§ Consigne:
Rédigez la suite de l'entretien avec la sage-femme Céline Lemay sur son livre « La mise au monde », en commençant juste après sa dernière phrase.

#### Extrait de l'entretien ####

Céline Lemay*, sage-femme à Montréal, poursuit actuellement son engagement au niveau de la formation des sages-femmes à l’université des 3 rivières. Elle est l'auteure de « La mise au monde – Revisiter les savoirs », elle nous en dit plus sur son 1er ouvrage.
Pourquoi avez-vous écrit cet ouvrage ?
Je me suis mise à l’écriture d’un livre qui est bien au-delà de la physiologie, parce qu’un des éléments, c’est de ne pas croire que la mise au monde est la physiologie de la mise au monde, même si elle est pertinente, fascinante et que les nouvelles recherches sont incroyables. Je voulais puiser dans les savoirs sur la mise au monde, sur le corps, sur le devenir mère, le placenta, la spiritualité... Changer de façon importante ce que je souhaitais faire connaître, faire comprendre et amener des prises de conscience pour les lecteurs.
Pourquoi ce titre "La mise au monde" ?
L’accouchement est trop ancré dans une dimension biomédicale, depuis le début du 20e siècle, on considère qu’il est un évènement médical, qu’il doit absolument se dérouler sous l’égide d’un médecin et dans un hôpital.

#### Données recueillies ####

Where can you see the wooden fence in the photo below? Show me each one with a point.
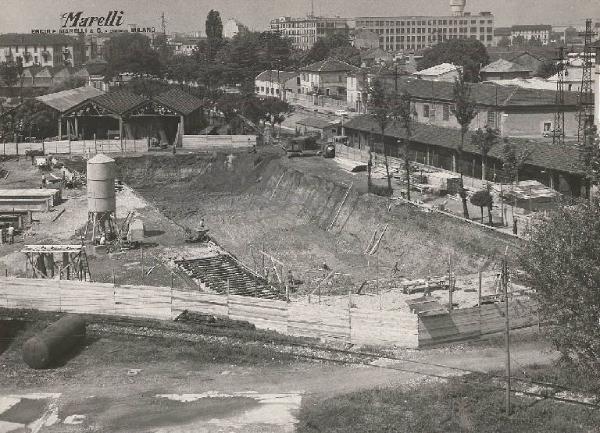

####

§ Réponse ci-dessous:
Parler de la mise en monde me permettait d’être ailleurs et donc d’explorer les tous ses éléments importants.
Le mot essentiel est « monde », parce qu’il note notre arrivée dans le monde, cela parle de nous, il s’agit d’un évènement qui est de loin beaucoup plus social que biologique et médical.
Parler de la mise au monde permet de parler de nous, de l’humain, de la condition humaine qui est complexe. Elle permet aussi d’explorer la compréhension de cet évènement, fondateur de nos vies et de nos sociétés
Quels messages faites-vous passer ?
Ne pas croire que la mise au monde est la physiologie de la mise au monde ou bien la biologie des phénomènes. On ne peut pas étudier simplement les hormones et faire en sorte qu’elles fonctionnent pour croire que l’on prend soin de la physiologie.
Le savoir biomédical est insuffisant pour nous faire comprendre ce que c’est dans sa complexité, sa profondeur, sa grandeur. Tous les savoirs, l’histoire, l’anthropologie, la psychologie, la philosophie doivent être mobilisés pour mieux comprendre pour agir de façon plus pertinente plus humaine.
On a tendance à voir l’accouchement comme un évènement risqué qui nécessite une médicalisation. Ce livre, c’est pour ouvrir des pistes de réflexion ?
La mise au monde est un calcul linéaire dans un milieu médical qui a été construit, instauré à partir de l’ère industrielle.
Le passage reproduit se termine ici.